### What the exercise asks
In the data, extract each line that holds the string "overcast".

----- Source data

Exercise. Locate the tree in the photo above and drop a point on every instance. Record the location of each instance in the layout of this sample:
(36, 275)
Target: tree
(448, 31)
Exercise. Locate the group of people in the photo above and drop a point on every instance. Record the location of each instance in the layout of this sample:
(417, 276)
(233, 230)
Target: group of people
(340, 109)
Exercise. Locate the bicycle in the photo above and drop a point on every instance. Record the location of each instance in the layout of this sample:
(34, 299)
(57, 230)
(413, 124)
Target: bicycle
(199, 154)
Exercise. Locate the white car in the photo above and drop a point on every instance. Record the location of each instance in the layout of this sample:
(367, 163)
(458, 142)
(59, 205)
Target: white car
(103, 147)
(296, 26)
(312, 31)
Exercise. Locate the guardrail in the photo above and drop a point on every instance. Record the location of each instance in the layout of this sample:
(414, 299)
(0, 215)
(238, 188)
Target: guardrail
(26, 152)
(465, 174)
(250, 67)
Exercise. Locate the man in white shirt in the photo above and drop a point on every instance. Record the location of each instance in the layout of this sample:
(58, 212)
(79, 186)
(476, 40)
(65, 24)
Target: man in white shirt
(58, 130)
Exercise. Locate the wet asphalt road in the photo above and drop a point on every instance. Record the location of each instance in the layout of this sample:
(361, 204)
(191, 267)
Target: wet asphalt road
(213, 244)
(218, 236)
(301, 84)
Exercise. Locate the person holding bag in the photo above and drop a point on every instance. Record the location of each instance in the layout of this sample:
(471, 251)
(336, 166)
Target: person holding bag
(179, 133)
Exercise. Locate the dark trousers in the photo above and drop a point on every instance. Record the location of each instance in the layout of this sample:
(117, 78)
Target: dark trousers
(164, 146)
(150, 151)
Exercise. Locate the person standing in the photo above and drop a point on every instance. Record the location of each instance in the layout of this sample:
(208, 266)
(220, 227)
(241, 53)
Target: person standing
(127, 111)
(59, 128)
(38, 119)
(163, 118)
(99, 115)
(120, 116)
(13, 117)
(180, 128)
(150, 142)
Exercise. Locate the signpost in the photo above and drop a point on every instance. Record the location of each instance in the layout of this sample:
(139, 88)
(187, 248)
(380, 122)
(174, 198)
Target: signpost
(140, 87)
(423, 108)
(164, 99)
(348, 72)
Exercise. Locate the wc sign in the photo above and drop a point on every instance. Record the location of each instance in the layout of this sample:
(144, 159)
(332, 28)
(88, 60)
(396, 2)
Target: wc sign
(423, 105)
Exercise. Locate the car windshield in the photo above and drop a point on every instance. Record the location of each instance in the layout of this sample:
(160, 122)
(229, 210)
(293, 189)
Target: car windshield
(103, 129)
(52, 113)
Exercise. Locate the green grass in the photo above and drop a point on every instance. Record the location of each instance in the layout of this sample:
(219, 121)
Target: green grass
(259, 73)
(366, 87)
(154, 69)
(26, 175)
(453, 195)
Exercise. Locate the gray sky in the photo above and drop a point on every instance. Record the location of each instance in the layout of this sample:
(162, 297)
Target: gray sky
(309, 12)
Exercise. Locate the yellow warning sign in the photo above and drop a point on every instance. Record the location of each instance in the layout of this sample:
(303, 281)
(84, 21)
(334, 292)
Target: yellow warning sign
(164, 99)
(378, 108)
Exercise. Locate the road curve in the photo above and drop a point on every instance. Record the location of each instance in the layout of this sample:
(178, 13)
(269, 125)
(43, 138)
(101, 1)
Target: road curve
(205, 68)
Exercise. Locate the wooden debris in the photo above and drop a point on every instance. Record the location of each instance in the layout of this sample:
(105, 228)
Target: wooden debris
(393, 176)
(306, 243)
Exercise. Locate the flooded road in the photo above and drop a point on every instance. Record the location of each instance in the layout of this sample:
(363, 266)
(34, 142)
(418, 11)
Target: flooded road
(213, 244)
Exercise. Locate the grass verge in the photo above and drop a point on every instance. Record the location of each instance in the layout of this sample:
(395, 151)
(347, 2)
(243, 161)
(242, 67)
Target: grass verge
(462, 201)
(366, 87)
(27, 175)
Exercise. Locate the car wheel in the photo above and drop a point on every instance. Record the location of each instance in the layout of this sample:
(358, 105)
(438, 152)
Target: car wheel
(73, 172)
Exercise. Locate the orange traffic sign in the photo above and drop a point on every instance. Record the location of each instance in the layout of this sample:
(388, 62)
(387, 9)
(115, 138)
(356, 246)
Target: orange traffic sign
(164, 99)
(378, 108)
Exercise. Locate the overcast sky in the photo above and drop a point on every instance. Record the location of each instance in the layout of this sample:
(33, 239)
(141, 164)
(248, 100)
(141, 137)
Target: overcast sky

----------

### Exercise response
Exercise. Locate the overcast sky in the photo above and drop a point on every instance. Record the location of each instance in the layout of this sample:
Target: overcast sky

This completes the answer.